* Task requirements *
Copy out each line of the data holding "path".

--- START ---

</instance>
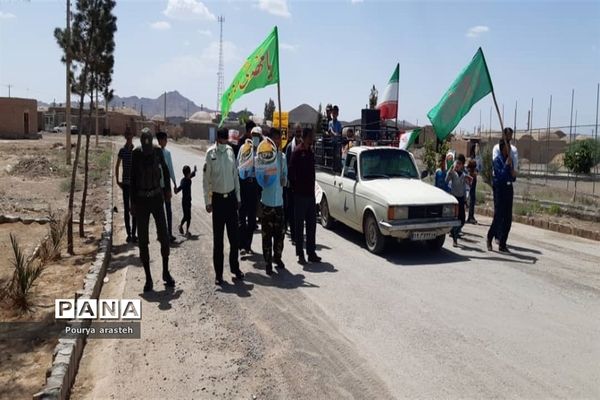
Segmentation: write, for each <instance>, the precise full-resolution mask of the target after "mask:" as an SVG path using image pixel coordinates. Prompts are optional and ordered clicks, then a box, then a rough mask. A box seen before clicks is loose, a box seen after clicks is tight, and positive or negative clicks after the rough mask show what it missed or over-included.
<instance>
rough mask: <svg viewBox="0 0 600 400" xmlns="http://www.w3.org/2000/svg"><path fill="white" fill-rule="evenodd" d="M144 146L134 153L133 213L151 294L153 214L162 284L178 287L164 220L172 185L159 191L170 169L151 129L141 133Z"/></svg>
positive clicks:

--- END ---

* Your solution *
Segmentation: write, for each <instance>, the precise full-resolution mask of the target after "mask:" as an SVG path using image pixel coordinates. Prompts are optional and ordered clicks, then a box, then a rough mask. A box seen before clicks is loose, a box seen after clicks is tight, and positive or negative clicks after the rough mask show what it missed or over-included.
rough mask: <svg viewBox="0 0 600 400" xmlns="http://www.w3.org/2000/svg"><path fill="white" fill-rule="evenodd" d="M144 146L134 153L133 213L151 294L153 214L162 284L178 287L164 220L172 185L159 191L170 169L151 129L141 133Z"/></svg>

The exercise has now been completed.